Below are records to repeat exactly; do not include any pictures.

— Records from a data source —
· · · · ·
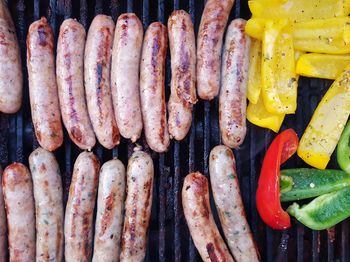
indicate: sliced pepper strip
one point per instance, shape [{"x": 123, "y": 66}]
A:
[
  {"x": 327, "y": 123},
  {"x": 268, "y": 191}
]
· · · · ·
— Task response —
indicate: sliced pepper strip
one point per instance, shape [{"x": 123, "y": 66}]
A:
[
  {"x": 327, "y": 123},
  {"x": 268, "y": 191}
]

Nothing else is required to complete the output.